| REQUIRED ACTION |
Each record must be printed again exactly as given.

[DATASET CONTENT]

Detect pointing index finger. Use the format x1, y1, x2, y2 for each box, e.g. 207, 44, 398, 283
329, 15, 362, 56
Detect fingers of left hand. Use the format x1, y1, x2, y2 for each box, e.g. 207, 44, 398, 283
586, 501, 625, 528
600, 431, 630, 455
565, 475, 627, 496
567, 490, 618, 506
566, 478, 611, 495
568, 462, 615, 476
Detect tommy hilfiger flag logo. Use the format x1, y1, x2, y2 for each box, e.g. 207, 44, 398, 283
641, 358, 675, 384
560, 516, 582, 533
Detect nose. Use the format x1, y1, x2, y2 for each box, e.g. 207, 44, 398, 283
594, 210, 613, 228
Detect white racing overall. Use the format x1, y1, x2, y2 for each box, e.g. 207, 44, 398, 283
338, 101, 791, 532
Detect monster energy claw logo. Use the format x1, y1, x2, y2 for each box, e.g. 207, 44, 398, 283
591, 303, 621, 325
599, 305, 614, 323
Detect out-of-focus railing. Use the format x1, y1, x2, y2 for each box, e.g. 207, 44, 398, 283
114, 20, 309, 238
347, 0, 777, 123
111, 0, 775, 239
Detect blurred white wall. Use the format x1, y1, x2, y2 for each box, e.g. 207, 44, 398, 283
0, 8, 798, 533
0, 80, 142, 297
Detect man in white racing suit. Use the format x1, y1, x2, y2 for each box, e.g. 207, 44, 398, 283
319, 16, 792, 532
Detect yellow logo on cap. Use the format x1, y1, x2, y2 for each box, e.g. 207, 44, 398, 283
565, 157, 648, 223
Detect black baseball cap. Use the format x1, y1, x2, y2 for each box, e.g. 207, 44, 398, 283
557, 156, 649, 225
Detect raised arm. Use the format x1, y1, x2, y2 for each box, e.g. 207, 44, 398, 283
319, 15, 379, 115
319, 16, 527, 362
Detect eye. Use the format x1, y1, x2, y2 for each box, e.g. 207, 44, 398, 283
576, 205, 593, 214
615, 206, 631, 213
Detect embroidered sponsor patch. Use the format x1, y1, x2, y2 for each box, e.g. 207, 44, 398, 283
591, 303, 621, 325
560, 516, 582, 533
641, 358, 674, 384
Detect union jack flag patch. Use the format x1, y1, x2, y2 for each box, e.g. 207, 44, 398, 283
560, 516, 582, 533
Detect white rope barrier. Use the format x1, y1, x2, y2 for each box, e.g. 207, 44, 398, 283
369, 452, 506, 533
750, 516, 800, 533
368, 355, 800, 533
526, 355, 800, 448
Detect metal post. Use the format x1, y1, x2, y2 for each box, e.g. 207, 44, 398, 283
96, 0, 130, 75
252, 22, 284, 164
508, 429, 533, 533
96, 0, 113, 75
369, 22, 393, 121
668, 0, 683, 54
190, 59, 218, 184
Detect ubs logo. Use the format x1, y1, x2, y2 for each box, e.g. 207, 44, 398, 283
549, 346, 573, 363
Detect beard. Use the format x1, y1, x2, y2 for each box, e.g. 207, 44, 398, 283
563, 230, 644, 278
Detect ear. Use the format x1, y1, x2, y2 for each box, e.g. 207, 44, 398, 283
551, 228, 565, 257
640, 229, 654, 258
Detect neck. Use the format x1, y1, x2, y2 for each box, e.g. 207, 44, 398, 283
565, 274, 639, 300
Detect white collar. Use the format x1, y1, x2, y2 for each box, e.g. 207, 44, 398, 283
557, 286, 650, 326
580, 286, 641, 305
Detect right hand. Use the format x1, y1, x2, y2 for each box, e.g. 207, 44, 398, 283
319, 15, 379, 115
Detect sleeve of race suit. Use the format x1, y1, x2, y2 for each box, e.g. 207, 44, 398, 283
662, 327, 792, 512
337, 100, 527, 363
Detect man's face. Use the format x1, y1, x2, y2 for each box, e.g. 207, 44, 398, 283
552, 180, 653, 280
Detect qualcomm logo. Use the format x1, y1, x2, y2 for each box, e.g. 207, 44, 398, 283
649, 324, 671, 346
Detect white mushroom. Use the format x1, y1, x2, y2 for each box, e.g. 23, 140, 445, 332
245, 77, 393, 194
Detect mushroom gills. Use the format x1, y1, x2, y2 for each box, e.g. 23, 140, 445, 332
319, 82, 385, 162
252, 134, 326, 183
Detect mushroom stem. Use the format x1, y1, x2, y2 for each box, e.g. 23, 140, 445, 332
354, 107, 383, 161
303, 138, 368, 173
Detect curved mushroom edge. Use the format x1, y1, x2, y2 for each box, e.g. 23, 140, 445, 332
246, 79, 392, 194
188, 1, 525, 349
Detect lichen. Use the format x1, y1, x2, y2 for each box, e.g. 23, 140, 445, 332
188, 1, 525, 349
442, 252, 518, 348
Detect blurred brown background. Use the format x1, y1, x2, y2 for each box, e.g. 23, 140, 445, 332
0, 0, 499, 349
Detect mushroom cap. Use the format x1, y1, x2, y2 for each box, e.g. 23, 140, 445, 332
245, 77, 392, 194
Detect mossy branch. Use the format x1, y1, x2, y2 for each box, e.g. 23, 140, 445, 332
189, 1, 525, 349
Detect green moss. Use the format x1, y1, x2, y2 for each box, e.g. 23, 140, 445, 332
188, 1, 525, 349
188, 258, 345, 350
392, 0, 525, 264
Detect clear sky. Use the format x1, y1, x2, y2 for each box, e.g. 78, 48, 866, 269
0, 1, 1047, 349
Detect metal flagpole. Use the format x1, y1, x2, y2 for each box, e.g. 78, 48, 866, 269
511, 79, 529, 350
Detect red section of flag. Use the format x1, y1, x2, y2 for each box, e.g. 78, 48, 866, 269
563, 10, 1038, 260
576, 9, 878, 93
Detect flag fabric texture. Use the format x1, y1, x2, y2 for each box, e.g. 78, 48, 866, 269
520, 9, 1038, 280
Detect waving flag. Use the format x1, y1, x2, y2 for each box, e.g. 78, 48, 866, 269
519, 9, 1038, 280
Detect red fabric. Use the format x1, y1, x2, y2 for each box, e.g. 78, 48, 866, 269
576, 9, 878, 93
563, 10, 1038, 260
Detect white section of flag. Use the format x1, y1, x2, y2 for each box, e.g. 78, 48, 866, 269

[/DATASET CONTENT]

| SOLUTION FOR THIS PROBLEM |
Detect pointing index finger. Use the format x1, y1, x2, y2 for each box, e.g. 207, 44, 398, 283
329, 15, 362, 56
Detect fingers of left hand. Use the format x1, y1, x2, y2 for each box, e.g. 207, 44, 398, 283
586, 501, 625, 528
600, 431, 630, 455
565, 475, 627, 496
567, 490, 618, 506
566, 478, 611, 495
568, 462, 615, 476
Detect tommy hilfiger flag logo. Use the format x1, y1, x2, y2 for each box, e.g. 207, 44, 398, 283
641, 358, 675, 384
560, 516, 582, 533
Detect nose. Use the format x1, y1, x2, y2 for each box, e.g. 207, 44, 398, 283
594, 210, 613, 228
Detect white racing overall. Use the format x1, y1, x2, y2 for each box, e.g. 207, 44, 398, 283
338, 101, 791, 532
Detect monster energy claw logo. Use the format x1, y1, x2, y2 for each box, e.g. 207, 44, 398, 283
591, 303, 621, 325
599, 305, 614, 323
Detect out-of-focus railing. Use the format x1, y1, x2, y2 for each box, e.g. 207, 44, 398, 283
114, 20, 309, 238
347, 0, 777, 123
111, 0, 775, 239
Detect blurred white wall. Use the format x1, y1, x2, y2 for each box, e.g. 207, 44, 398, 283
0, 8, 798, 533
0, 80, 142, 297
Detect man in white racing suit. Use the format x1, y1, x2, y2 for each box, e.g. 207, 44, 398, 283
319, 16, 792, 532
Detect yellow logo on cap. Use the format x1, y1, x2, y2 for each box, e.g. 207, 44, 398, 283
565, 157, 648, 223
Detect black baseball cap. Use the format x1, y1, x2, y2 for each box, e.g. 207, 44, 398, 283
557, 156, 649, 225
Detect raised arm. Use the format x1, y1, x2, y2 for each box, e.g. 207, 44, 398, 283
319, 15, 379, 115
319, 16, 527, 362
Detect eye. Use the format x1, y1, x2, y2 for each box, e.g. 207, 44, 398, 283
576, 205, 593, 214
615, 206, 631, 213
Detect embroidered sponsor patch. Use the format x1, y1, x2, y2 for each box, e.g. 207, 44, 398, 283
591, 303, 621, 325
560, 516, 582, 533
641, 358, 674, 384
Detect union jack flag patch. Use the format x1, y1, x2, y2 for each box, e.g. 207, 44, 398, 283
560, 516, 582, 533
Detect white rope barrier. Use the format x1, y1, x2, y2 for each box, e.g. 207, 44, 398, 283
369, 452, 506, 533
750, 516, 800, 533
368, 355, 800, 533
526, 355, 800, 448
Detect metal post. Use the format x1, y1, x2, y2 for each box, e.g. 207, 44, 398, 283
96, 0, 130, 75
252, 22, 284, 164
508, 429, 533, 533
96, 0, 113, 75
369, 22, 393, 121
668, 0, 683, 54
190, 59, 218, 184
Detect ubs logo. Use the format x1, y1, x2, y2 for each box, e.g. 207, 44, 398, 283
549, 346, 573, 363
Detect beard. Use the format x1, y1, x2, y2 for each box, e.g. 207, 44, 398, 283
563, 230, 644, 278
Detect ear. Use the format x1, y1, x2, y2 for each box, e.g. 207, 44, 398, 283
551, 228, 565, 257
640, 229, 654, 258
Detect neck. Use the format x1, y1, x2, y2 for each box, e.g. 207, 44, 398, 283
565, 274, 639, 300
Detect white collar. Use the format x1, y1, x2, y2 for each box, e.g. 207, 44, 398, 283
557, 286, 650, 326
580, 286, 641, 305
Detect right hand. Use the format x1, y1, x2, y2 for each box, e.g. 207, 44, 398, 283
319, 15, 379, 115
Detect sleeve of race suit. Use the format x1, y1, x2, y2 for each box, e.g. 207, 44, 398, 283
662, 327, 792, 512
337, 100, 527, 363
Detect man's face. Use the format x1, y1, x2, y2 for each box, e.g. 207, 44, 398, 283
552, 180, 653, 280
Detect qualcomm logo. Use the format x1, y1, x2, y2 for each box, e.g. 207, 44, 398, 283
649, 324, 671, 346
Detect white mushroom. Use the format x1, y1, x2, y2 for each box, e.g. 23, 140, 445, 332
245, 77, 393, 194
Detect mushroom gills. Use the format x1, y1, x2, y2 for each box, e.g. 23, 140, 445, 332
319, 82, 385, 162
252, 134, 326, 183
Detect mushroom stem. Use the format x1, y1, x2, y2 for each box, e.g. 23, 140, 445, 332
354, 107, 383, 161
303, 138, 368, 173
Detect curved mushroom edge. Use the format x1, y1, x2, y2 for each box, e.g. 23, 140, 445, 332
246, 79, 392, 194
188, 1, 525, 349
Detect lichen. Use the format x1, y1, x2, y2 for each box, e.g. 23, 140, 445, 332
188, 1, 525, 349
442, 252, 518, 348
Detect blurred brown background. Use the format x1, y1, x2, y2 for each box, e.g. 23, 140, 445, 332
0, 0, 499, 349
Detect mushroom cap. Use the format x1, y1, x2, y2 for each box, e.g. 23, 140, 445, 332
245, 77, 392, 194
Detect mossy branch. Use the format x1, y1, x2, y2 for each box, e.g. 23, 140, 445, 332
189, 1, 525, 349
Detect green moss. Use the format x1, y1, x2, y2 for each box, e.g. 23, 140, 445, 332
188, 1, 525, 349
188, 258, 345, 350
392, 0, 525, 264
Detect clear sky. Use the format x1, y1, x2, y2 for each box, e.g. 78, 48, 866, 269
0, 1, 1047, 349
Detect metal flagpole. Use the format x1, y1, x2, y2 for each box, e.g. 78, 48, 866, 269
511, 79, 529, 350
Detect red section of flag. Use the format x1, y1, x2, y2 for each box, e.g. 78, 48, 866, 269
563, 10, 1038, 260
576, 9, 878, 93
Detect flag fabric texture. Use the format x1, y1, x2, y2 for each box, e.g. 78, 48, 866, 269
520, 9, 1038, 280
Detect waving flag. Use the format x1, y1, x2, y2 for each box, e.g. 78, 48, 866, 269
519, 9, 1038, 280
Detect red fabric. Use the format x1, y1, x2, y2 for each box, e.g. 78, 48, 866, 269
576, 9, 878, 93
563, 10, 1038, 260
Detect white section of flag. Use the format x1, y1, x2, y2 for each box, e.g. 78, 48, 866, 269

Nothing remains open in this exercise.